__WHAT TO WORK ON__.
Only the lines from the start of the entries up to and including the line with "# each pair looks like [[269, 123]]" should be written out, exactly as they stand.

+++ RECORDS PROVIDED +++

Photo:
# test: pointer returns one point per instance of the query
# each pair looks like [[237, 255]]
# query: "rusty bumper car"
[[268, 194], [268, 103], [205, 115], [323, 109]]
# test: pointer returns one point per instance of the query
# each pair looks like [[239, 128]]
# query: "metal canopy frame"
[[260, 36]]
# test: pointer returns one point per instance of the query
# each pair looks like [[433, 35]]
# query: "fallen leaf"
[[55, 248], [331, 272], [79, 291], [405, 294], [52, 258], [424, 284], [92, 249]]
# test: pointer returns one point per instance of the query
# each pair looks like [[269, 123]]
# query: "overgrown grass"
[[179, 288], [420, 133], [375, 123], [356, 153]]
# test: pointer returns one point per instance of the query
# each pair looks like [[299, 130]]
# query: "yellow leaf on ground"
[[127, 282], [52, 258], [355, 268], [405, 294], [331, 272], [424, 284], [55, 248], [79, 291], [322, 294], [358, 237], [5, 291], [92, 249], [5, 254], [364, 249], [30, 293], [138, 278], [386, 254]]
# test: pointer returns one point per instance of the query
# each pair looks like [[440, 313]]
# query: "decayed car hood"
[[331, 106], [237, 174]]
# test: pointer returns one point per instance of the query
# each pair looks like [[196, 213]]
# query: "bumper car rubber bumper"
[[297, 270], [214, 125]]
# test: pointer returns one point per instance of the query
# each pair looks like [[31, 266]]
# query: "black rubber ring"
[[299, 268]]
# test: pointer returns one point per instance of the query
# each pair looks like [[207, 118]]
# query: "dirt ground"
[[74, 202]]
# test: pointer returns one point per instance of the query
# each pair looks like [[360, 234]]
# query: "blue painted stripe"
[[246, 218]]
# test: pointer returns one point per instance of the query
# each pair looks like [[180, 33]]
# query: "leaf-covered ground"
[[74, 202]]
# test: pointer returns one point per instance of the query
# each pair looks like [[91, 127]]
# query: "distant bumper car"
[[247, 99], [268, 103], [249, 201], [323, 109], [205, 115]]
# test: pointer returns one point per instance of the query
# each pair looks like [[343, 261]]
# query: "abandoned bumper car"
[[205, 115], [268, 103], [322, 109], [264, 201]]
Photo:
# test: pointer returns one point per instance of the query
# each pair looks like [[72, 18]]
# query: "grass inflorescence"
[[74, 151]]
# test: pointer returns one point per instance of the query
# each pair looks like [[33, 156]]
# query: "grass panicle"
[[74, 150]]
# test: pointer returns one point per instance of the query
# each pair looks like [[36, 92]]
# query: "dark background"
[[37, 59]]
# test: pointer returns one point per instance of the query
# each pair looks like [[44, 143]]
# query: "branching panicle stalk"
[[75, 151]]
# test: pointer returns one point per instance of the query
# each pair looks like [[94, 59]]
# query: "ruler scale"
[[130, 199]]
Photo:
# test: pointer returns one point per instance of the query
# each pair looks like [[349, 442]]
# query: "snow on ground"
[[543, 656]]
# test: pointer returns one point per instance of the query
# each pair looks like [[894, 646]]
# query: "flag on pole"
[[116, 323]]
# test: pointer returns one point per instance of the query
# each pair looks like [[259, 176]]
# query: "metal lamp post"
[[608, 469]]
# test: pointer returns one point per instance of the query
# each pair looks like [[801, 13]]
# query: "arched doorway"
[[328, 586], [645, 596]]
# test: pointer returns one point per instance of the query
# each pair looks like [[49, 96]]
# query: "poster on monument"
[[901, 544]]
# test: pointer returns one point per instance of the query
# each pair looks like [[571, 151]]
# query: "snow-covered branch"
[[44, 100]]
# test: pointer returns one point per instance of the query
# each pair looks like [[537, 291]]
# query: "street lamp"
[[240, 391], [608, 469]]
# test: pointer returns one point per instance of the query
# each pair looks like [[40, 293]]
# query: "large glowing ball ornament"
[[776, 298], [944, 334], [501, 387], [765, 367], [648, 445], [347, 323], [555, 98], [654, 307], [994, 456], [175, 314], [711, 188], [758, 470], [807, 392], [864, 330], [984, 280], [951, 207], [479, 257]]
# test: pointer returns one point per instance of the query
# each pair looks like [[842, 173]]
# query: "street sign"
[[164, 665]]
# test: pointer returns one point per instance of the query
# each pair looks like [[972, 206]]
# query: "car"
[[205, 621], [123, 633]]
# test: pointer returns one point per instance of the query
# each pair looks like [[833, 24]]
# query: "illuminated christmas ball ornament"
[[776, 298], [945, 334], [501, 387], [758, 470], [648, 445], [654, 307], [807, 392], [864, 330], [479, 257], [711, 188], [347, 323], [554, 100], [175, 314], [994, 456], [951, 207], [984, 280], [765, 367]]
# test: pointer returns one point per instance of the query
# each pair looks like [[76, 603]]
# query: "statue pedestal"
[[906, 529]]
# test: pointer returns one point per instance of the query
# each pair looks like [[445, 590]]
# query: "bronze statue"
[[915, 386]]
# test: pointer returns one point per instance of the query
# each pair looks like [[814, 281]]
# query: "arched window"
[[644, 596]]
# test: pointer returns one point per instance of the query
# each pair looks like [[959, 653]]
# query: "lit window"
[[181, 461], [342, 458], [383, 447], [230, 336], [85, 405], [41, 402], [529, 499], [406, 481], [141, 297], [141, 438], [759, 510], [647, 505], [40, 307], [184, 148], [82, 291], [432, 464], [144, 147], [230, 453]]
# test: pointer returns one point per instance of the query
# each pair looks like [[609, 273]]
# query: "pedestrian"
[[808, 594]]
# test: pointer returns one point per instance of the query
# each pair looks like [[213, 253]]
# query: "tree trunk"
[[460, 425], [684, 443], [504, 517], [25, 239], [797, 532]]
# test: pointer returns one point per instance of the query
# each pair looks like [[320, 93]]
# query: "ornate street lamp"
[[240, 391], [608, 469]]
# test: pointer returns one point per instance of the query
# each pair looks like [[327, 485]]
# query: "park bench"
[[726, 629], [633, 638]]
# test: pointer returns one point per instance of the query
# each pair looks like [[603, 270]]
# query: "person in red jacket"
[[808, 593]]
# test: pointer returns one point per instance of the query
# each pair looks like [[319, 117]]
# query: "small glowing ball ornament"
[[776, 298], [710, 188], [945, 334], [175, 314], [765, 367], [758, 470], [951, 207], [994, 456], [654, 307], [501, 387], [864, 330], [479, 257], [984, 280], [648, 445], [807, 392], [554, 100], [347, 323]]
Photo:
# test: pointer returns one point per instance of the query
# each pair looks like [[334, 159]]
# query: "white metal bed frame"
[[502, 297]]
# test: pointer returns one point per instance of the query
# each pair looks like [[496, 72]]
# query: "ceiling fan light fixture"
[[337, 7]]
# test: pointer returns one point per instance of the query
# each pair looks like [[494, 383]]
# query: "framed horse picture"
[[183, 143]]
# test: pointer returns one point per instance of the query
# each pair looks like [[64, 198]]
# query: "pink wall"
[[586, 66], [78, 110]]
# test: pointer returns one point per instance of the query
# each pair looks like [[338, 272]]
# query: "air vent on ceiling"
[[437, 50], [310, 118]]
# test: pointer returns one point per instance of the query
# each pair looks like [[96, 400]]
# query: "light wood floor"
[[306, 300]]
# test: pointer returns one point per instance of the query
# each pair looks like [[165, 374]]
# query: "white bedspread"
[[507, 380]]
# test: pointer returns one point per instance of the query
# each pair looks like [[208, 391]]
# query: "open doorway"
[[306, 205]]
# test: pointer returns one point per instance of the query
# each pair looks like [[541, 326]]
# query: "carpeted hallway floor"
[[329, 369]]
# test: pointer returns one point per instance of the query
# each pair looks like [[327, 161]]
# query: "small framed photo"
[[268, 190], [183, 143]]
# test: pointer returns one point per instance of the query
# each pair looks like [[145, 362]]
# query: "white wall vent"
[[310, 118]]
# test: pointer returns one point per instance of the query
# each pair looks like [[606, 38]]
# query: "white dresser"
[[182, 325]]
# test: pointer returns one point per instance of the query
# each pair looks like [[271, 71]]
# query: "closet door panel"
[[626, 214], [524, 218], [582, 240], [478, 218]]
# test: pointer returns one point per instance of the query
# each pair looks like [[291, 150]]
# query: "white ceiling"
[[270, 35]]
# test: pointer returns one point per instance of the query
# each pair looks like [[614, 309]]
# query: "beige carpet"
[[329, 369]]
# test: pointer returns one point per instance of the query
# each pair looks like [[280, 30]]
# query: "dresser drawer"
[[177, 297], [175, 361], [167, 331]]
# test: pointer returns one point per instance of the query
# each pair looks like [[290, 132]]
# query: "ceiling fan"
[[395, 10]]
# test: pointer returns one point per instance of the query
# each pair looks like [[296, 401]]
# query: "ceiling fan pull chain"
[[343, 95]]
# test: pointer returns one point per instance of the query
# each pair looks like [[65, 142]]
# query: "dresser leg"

+++

__FINAL ANSWER__.
Photo:
# test: pointer returns one point per instance of the query
# each pair looks like [[237, 255]]
# query: "rusty bumper car"
[[268, 194], [268, 103], [205, 115], [323, 109]]
# test: pointer returns one point per instance of the query
# each pair looks like [[239, 128]]
# query: "metal canopy frame"
[[260, 36]]
# test: pointer returns one point per instance of the query
# each pair looks like [[433, 35]]
# query: "fallen leaf"
[[55, 248], [331, 272], [79, 291], [405, 294], [52, 258], [424, 284], [92, 249]]
# test: pointer returns one point per instance of the query
# each pair looks like [[269, 123]]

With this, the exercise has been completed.